(Saved entries)
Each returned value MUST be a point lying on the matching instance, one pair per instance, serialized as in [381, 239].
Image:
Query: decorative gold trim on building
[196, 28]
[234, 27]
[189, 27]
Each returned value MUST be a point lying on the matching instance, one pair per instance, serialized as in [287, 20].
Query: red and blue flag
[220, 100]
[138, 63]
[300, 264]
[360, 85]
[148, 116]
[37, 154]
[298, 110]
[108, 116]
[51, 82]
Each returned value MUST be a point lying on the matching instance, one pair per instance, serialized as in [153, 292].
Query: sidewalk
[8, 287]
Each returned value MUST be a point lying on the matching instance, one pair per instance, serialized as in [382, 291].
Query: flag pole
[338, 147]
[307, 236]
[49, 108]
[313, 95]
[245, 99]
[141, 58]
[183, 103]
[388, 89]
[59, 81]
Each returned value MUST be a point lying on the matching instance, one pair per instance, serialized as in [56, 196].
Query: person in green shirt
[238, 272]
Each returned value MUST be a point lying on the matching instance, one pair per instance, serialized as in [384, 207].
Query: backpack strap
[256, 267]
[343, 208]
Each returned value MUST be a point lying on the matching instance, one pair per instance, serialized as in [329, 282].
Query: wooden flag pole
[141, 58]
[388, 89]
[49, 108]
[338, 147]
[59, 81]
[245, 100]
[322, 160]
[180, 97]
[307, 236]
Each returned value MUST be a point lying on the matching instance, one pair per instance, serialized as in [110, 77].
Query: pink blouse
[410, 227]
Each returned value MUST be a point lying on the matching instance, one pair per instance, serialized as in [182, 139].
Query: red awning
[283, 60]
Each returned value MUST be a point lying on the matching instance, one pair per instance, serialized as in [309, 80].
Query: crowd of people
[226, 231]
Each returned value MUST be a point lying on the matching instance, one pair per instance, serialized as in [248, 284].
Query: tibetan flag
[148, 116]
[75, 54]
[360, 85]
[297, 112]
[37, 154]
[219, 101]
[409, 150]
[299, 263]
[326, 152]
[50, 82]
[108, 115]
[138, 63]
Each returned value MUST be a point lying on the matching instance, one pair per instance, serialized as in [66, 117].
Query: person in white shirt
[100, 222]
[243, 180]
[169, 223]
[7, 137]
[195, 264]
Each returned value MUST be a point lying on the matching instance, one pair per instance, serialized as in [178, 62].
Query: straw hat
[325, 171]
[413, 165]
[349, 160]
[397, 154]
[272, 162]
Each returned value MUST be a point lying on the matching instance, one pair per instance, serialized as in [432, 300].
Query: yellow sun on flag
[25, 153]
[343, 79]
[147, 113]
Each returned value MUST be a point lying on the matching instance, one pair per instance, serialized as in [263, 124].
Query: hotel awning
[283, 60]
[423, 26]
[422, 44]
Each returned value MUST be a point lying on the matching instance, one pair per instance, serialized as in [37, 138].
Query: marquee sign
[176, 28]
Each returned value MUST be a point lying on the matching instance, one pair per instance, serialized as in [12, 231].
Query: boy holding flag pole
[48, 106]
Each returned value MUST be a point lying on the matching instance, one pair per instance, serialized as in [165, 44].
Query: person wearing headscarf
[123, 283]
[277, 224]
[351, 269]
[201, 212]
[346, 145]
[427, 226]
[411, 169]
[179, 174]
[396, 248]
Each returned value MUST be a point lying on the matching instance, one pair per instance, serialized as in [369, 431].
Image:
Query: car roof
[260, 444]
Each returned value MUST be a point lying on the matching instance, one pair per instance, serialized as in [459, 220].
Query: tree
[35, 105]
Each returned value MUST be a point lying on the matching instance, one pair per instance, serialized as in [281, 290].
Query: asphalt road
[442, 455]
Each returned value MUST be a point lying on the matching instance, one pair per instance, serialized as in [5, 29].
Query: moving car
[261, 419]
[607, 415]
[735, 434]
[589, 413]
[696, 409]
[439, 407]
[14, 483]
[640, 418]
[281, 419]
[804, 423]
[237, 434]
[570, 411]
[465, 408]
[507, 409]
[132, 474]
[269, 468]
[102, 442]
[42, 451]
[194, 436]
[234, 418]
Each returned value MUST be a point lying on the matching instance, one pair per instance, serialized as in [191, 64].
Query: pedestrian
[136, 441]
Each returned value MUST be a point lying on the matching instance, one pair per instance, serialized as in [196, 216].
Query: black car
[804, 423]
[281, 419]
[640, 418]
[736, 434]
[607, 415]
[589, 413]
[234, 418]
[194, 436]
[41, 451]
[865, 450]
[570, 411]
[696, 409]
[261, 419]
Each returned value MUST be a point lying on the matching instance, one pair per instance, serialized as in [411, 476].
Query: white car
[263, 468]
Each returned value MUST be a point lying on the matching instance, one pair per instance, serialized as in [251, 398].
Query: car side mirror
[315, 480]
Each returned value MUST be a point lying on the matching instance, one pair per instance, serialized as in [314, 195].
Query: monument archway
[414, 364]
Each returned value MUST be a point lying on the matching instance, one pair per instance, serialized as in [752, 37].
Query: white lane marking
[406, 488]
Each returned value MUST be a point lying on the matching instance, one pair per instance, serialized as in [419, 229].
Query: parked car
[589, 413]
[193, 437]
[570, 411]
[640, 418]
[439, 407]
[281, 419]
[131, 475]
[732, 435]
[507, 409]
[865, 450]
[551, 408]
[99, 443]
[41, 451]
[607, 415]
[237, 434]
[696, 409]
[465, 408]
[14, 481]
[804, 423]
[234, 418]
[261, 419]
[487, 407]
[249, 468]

# What needs to be done
Lines from the top of the entries above to the line that contains "in [309, 80]." should be set down exactly, please, with both ends kept and nothing added.

# Finished exercise
Each returned value MUST be a point lying on the matching instance, one pair per instance, serialized as in [381, 239].
Image:
Query: decorative gold trim on building
[196, 28]
[234, 27]
[189, 27]
Each returned value MUST be a point lying on the matching instance, one pair per instance, serialized as in [287, 20].
Query: red and blue flag
[220, 100]
[138, 63]
[300, 264]
[360, 85]
[148, 116]
[37, 154]
[298, 110]
[108, 116]
[51, 82]
Each returned value MUST be a point lying on the matching instance, one pair per instance, serialized as in [153, 292].
Query: sidewalk
[8, 287]
Each returned value MUST be a point lying on the matching instance, one pair per instance, serialized as in [382, 291].
Query: flag pole
[338, 147]
[307, 236]
[49, 108]
[313, 95]
[245, 99]
[141, 58]
[183, 103]
[388, 89]
[59, 81]
Each returned value MUST be a point lying on the matching instance, one pair per instance, serialized as in [56, 196].
Query: person in green shirt
[238, 272]
Each returned value MUST be a point lying on the matching instance, one pair per instance, serialized as in [384, 207].
Query: backpack strap
[256, 267]
[343, 208]
Each returned value MUST be a point lying on the matching instance, one pair per instance, serialized as in [329, 282].
Query: wooden flag pole
[141, 58]
[388, 89]
[49, 108]
[338, 147]
[59, 81]
[245, 100]
[322, 160]
[180, 97]
[307, 236]
Each returned value MUST be a point lying on the matching instance, one pair per instance, serialized as in [110, 77].
Query: pink blouse
[410, 227]
Each returned value MUST be a point lying on the matching instance, one pair per instance, serialized as in [182, 139].
Query: red awning
[283, 60]
Each returned value MUST be a point lying on the matching instance, one pair per instance, serialized as in [309, 80].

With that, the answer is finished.